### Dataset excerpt
— BEGIN —

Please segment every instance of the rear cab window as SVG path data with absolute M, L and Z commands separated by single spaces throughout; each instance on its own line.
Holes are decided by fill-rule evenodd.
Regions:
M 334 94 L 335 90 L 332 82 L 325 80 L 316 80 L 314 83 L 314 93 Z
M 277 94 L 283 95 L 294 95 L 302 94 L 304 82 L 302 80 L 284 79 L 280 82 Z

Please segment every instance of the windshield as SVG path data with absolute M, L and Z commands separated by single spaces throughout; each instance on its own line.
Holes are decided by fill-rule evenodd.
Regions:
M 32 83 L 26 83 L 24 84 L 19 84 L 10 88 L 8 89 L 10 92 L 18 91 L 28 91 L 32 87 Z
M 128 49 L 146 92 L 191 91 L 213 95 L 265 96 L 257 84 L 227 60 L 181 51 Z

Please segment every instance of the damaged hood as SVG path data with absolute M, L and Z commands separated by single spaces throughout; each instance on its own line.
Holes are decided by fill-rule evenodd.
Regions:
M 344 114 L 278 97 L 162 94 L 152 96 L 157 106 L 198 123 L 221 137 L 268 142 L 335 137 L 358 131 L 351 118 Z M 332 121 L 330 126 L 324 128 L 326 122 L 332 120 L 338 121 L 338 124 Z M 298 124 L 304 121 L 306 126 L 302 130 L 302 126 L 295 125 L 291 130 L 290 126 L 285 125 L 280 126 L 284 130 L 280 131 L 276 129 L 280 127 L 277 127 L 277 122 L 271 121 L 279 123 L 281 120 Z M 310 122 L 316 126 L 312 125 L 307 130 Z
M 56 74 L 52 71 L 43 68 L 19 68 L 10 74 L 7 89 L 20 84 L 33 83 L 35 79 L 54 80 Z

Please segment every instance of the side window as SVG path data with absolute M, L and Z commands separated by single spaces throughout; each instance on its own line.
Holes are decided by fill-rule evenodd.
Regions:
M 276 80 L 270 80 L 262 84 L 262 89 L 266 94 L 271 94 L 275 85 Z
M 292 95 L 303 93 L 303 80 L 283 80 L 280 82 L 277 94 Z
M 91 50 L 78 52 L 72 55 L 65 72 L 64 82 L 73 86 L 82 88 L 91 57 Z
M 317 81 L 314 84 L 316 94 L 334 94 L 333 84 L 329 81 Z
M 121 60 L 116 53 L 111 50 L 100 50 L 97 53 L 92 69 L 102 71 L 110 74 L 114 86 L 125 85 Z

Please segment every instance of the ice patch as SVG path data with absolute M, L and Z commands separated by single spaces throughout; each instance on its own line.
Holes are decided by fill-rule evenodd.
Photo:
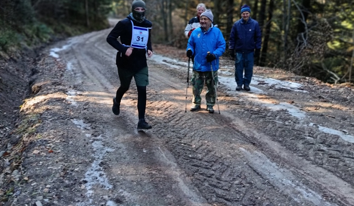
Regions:
M 76 126 L 80 128 L 80 129 L 84 130 L 85 129 L 89 129 L 91 128 L 89 127 L 89 125 L 88 124 L 85 124 L 84 123 L 84 121 L 82 120 L 77 120 L 76 119 L 74 119 L 71 121 L 74 123 L 75 125 L 76 125 Z
M 66 71 L 72 71 L 73 70 L 73 67 L 72 67 L 72 63 L 71 62 L 68 62 L 67 64 L 66 64 Z
M 109 201 L 106 204 L 106 206 L 118 206 L 118 205 L 116 204 L 114 202 Z
M 299 84 L 298 83 L 281 81 L 271 78 L 264 78 L 262 77 L 259 77 L 255 75 L 252 77 L 252 83 L 253 84 L 258 84 L 261 82 L 265 82 L 267 86 L 273 86 L 275 88 L 288 89 L 296 92 L 308 92 L 307 91 L 298 89 L 300 87 L 302 86 L 302 84 Z M 260 86 L 263 85 L 260 85 Z
M 99 137 L 100 137 L 101 136 Z M 87 189 L 86 194 L 88 196 L 93 193 L 93 191 L 91 189 L 95 184 L 101 184 L 106 190 L 113 187 L 113 186 L 108 182 L 108 180 L 106 176 L 106 174 L 103 171 L 103 168 L 99 164 L 102 162 L 106 154 L 114 151 L 114 149 L 104 146 L 101 141 L 95 141 L 92 142 L 92 146 L 95 151 L 94 154 L 92 156 L 95 159 L 93 161 L 91 167 L 85 173 L 84 179 L 87 181 L 85 185 Z
M 71 103 L 71 105 L 77 106 L 77 103 L 74 100 L 74 98 L 76 96 L 76 92 L 75 90 L 70 90 L 66 92 L 67 97 L 66 97 L 66 101 Z

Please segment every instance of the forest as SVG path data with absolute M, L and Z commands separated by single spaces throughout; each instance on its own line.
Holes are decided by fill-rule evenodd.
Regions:
M 198 3 L 212 11 L 214 23 L 229 38 L 240 7 L 262 30 L 257 64 L 279 68 L 330 83 L 354 82 L 354 2 L 353 0 L 146 0 L 153 24 L 153 43 L 180 48 Z M 124 18 L 132 0 L 1 0 L 0 58 L 24 48 L 107 28 L 107 18 Z M 228 56 L 228 52 L 224 56 Z

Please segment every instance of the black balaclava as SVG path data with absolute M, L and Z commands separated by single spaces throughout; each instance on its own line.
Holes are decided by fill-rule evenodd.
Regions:
M 145 19 L 145 12 L 136 11 L 134 9 L 136 7 L 143 7 L 144 9 L 146 9 L 145 7 L 145 2 L 142 0 L 134 0 L 132 3 L 132 13 L 133 17 L 138 22 L 142 22 Z

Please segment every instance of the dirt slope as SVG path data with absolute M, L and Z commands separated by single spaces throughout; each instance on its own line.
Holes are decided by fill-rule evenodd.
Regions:
M 153 129 L 137 131 L 134 83 L 111 111 L 109 31 L 43 51 L 26 118 L 6 136 L 21 141 L 2 147 L 4 205 L 354 205 L 352 88 L 256 67 L 251 92 L 236 92 L 223 58 L 221 114 L 190 112 L 190 87 L 185 112 L 184 51 L 155 46 Z

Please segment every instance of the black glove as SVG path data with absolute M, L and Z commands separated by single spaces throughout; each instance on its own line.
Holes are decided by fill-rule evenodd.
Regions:
M 211 62 L 214 60 L 214 59 L 216 59 L 216 57 L 215 57 L 215 55 L 213 53 L 208 53 L 207 55 L 206 55 L 206 62 Z
M 230 56 L 233 58 L 235 58 L 235 50 L 230 50 L 229 52 Z
M 259 56 L 261 54 L 261 49 L 256 49 L 255 51 L 254 57 L 256 58 L 259 58 Z
M 187 51 L 187 57 L 192 58 L 193 56 L 193 52 L 191 50 L 188 50 Z

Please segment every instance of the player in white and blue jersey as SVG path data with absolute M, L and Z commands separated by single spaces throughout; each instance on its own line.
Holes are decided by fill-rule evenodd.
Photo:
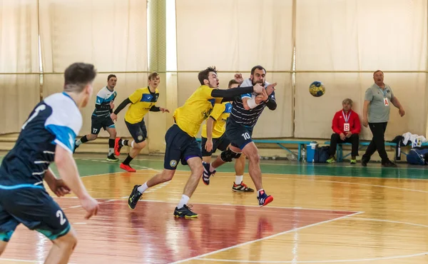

— END —

### Task to carry out
Could you reproduce all of the records above word for word, leaving out the pictures?

### Expected answer
Please segment every instance of the rear cab window as SVG path data with absolute M, L and Z commands separated by single spaces throughout; each instance on its own line.
Holes are decided by fill-rule evenodd.
Regions:
M 334 94 L 335 90 L 332 82 L 325 80 L 316 80 L 314 83 L 314 93 Z
M 277 94 L 283 95 L 294 95 L 302 94 L 304 82 L 302 80 L 284 79 L 280 82 Z

Please segment every instance of the windshield as SVG path data with absolute M, L and Z commands separated by single spaces throughout; each instance on its own line.
Holes are decided by fill-rule evenodd.
Regions:
M 32 83 L 26 83 L 24 84 L 19 84 L 10 88 L 8 89 L 10 92 L 18 91 L 28 91 L 32 87 Z
M 128 49 L 146 92 L 191 91 L 213 95 L 265 96 L 257 84 L 227 60 L 181 51 Z

Please segment every instance of the damaged hood as SVG path data with absolute M, L and Z commands separated by single spaces throughout; each instance on its own line.
Holes are decided by fill-rule evenodd.
Regions:
M 344 114 L 278 97 L 162 94 L 152 96 L 157 106 L 198 123 L 221 137 L 268 142 L 335 137 L 358 131 L 351 118 Z M 332 121 L 330 126 L 324 128 L 326 122 L 332 120 L 338 121 L 338 124 Z M 298 124 L 304 121 L 306 126 L 302 130 L 302 126 L 295 125 L 291 130 L 290 126 L 285 125 L 280 126 L 284 130 L 280 131 L 276 129 L 280 127 L 277 127 L 277 122 L 271 121 L 279 123 L 281 120 Z M 310 122 L 316 126 L 312 125 L 307 130 Z
M 56 74 L 52 71 L 43 68 L 19 68 L 10 74 L 7 89 L 20 84 L 33 83 L 35 79 L 54 80 Z

Please segment every instance of the side window as SVG path data with absolute M, L and Z commands separated by single spaces throughout; each instance on its own line.
Holes are decided by fill-rule evenodd.
Regions:
M 276 80 L 270 80 L 262 84 L 262 89 L 266 94 L 271 94 L 275 85 Z
M 292 95 L 303 93 L 303 80 L 283 80 L 280 82 L 277 94 Z
M 91 50 L 78 52 L 72 55 L 65 72 L 64 82 L 73 86 L 82 88 L 91 57 Z
M 317 81 L 314 84 L 316 94 L 334 94 L 333 84 L 329 81 Z
M 121 60 L 116 53 L 111 50 L 100 50 L 97 53 L 92 69 L 102 71 L 110 74 L 114 86 L 125 85 Z

Please segment every instance of the ice patch as SVG path data with absolute M, L and Z commands separated by single spaces throughout; each instance on its own line.
Holes are decided by fill-rule evenodd.
Photo:
Regions:
M 76 126 L 80 128 L 80 129 L 84 130 L 85 129 L 89 129 L 91 128 L 89 127 L 89 125 L 88 124 L 85 124 L 84 123 L 84 121 L 82 120 L 77 120 L 76 119 L 74 119 L 71 121 L 74 123 L 75 125 L 76 125 Z
M 66 71 L 72 71 L 73 70 L 73 67 L 72 67 L 72 63 L 71 62 L 68 62 L 67 64 L 66 64 Z
M 109 201 L 106 204 L 106 206 L 118 206 L 118 205 L 116 204 L 114 202 Z
M 299 84 L 298 83 L 281 81 L 271 78 L 264 78 L 262 77 L 259 77 L 255 75 L 252 77 L 252 83 L 253 84 L 258 84 L 261 82 L 265 82 L 267 86 L 273 86 L 275 88 L 288 89 L 296 92 L 308 92 L 307 91 L 298 89 L 300 87 L 302 86 L 302 84 Z M 260 86 L 263 85 L 260 85 Z
M 99 137 L 100 137 L 101 136 Z M 87 189 L 86 194 L 88 196 L 93 193 L 93 191 L 91 189 L 95 184 L 101 184 L 106 190 L 113 187 L 113 186 L 108 182 L 108 180 L 106 176 L 106 174 L 103 171 L 103 168 L 99 164 L 102 162 L 106 154 L 114 151 L 114 149 L 104 146 L 101 141 L 95 141 L 92 142 L 92 146 L 95 151 L 94 154 L 92 156 L 95 159 L 93 161 L 91 167 L 85 173 L 84 179 L 87 181 L 85 185 Z
M 71 103 L 71 105 L 77 106 L 77 103 L 74 100 L 74 98 L 76 96 L 76 92 L 75 90 L 70 90 L 66 92 L 67 97 L 66 97 L 66 101 Z

Please segment every instance of the forest as SVG path data with absolute M, L and Z commands separated by single spaces throughout; each instance on its own line.
Holes are decided by fill-rule evenodd.
Regions:
M 198 3 L 212 11 L 214 23 L 229 38 L 240 7 L 262 30 L 257 64 L 279 68 L 330 83 L 354 82 L 354 2 L 353 0 L 146 0 L 153 24 L 153 43 L 180 48 Z M 124 18 L 132 0 L 1 0 L 0 58 L 24 48 L 107 28 L 107 18 Z M 228 56 L 228 52 L 224 56 Z

Please segment every instance of the black balaclava as SVG path data with absolute M, L and Z commands separated by single spaces throughout; each instance on its own line.
Holes are decided by fill-rule evenodd.
Regions:
M 145 19 L 145 12 L 136 11 L 134 9 L 136 7 L 143 7 L 144 9 L 146 9 L 145 7 L 145 2 L 142 0 L 134 0 L 132 3 L 132 13 L 133 17 L 138 22 L 142 22 Z

Please segment every instance of the dirt slope as SVG path data with absolute M, L and Z commands separated by single spaces throughout; each instance on its own line.
Holes are decided by fill-rule evenodd.
Regions:
M 153 129 L 137 131 L 134 83 L 111 111 L 109 31 L 43 51 L 26 118 L 6 136 L 21 141 L 2 147 L 4 205 L 354 205 L 352 88 L 256 67 L 251 92 L 236 92 L 223 58 L 221 114 L 190 112 L 190 87 L 185 112 L 184 51 L 155 46 Z

Please segment every instance of the black glove as SVG path data with absolute M, L and Z commands separated by single spaces throughout; each instance on its own line.
Holes are decided by fill-rule evenodd.
Regions:
M 211 62 L 214 60 L 214 59 L 216 59 L 216 57 L 215 57 L 215 55 L 213 53 L 208 53 L 207 55 L 206 55 L 206 62 Z
M 230 56 L 233 58 L 235 58 L 235 50 L 230 50 L 229 52 Z
M 259 56 L 261 54 L 261 49 L 256 49 L 255 51 L 254 57 L 256 58 L 259 58 Z
M 187 51 L 187 57 L 192 58 L 193 56 L 193 52 L 191 50 L 188 50 Z

Please segment every instance of the player in white and blue jersey as SVG path data with absolute M, L and Z commands separated by single spaces throughout; each instance on its own line.
Holes are decided by fill-rule evenodd.
Photo:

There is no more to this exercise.